▸ **ЦЕЛЬ УПРАЖНЕНИЯ**
Ответьте по отрывку о смене барокко рококо на три вопроса:
1. Чем после Реформации творческий процесс вдохновлялся в большей мере, чем мистикой?
2. Какую музыкальную форму текст называет слишком сложной для восприятия?
3. В успехах чего рационалистическое мышление черпало вдохновение?

▸ **ОТРЫВОК ТЕКСТА**
-*-

Почему противоречия барокко сменились простотой рококо? Между Ренессансом и Реформацией, как отмечалось, взаимодействие сознательного и бессознательного — синтез, основанный на мистике, утратил автономную власть над человеком. Христианский символ не так, как прежде, затрагивал архетипы бессознательного, и Реформация была теологическим и политическим признанием этого процесса. После Реформации творческий процесс вдохновлялся разумом в большей мере, чем мистикой; а под влиянием только что созданного научного метода усилилось влияние идеи рационального мышления. В коллективном сознании возникает миф рационального, заменивший древние символы.

В этот период рациональности коллективное сознание рококо заменило “высшую мистику” — аристократическим, изысканным, упорядоченным и рациональным, — мистическое и бессознательное воспринималось как “неестественное” и “плохой вкус”. Эпоха мистических противоречий отмирала, острые противоречия в человеческой душе ушли в прошлое и сменились верой в рациональность разума. Фуга, создававшаяся для достижения синтеза в душе, разрываемой противоречиями, была слишком сложной для восприятия музыкальной формой, требовала душевных усилий не нужных, когда синтез основывался на рациональном.

Под влиянием идеи рационального оказываются все области культурной и социальной жизни; это время Просвещения и рационализма в Европейском сознании. Рационалистическое мышление черпало вдохновение — то есть синтез — в успехах научного метода и ньютоновской физики. Новый символ рационального научного мышления осуществлял синтез материального и духовного, не проникая в мистику высших целей. Мистика как бы исчезла, как будто нет неразрешимых противоречий между разумом и страстями; вытесненная из сознания, мистика “ушла” в рациональное, наделяемое божественной силой.

-*-

▸ **ФРАГМЕНТ НАБОРА ДАННЫХ**
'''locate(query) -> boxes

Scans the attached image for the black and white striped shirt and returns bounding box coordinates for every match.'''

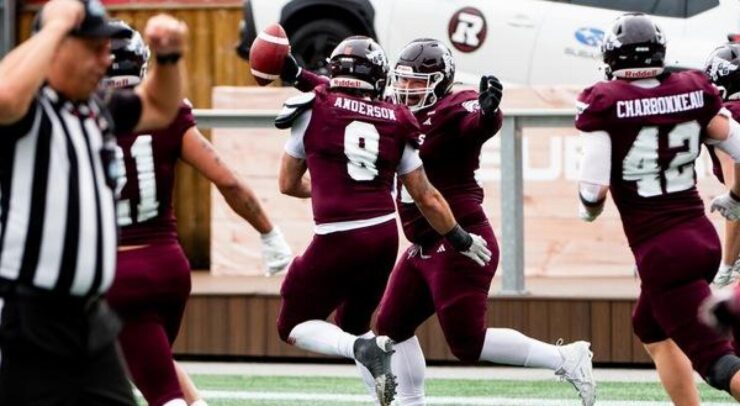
[0,86,141,296]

-*-

▸ **РЕШЕНИЕ ЗАДАЧИ**
1. После Реформации творческий процесс вдохновлялся разумом.
2. Слишком сложной для восприятия текст называет фугу.
3. Рационалистическое мышление черпало вдохновение в успехах научного метода и ньютоновской физики.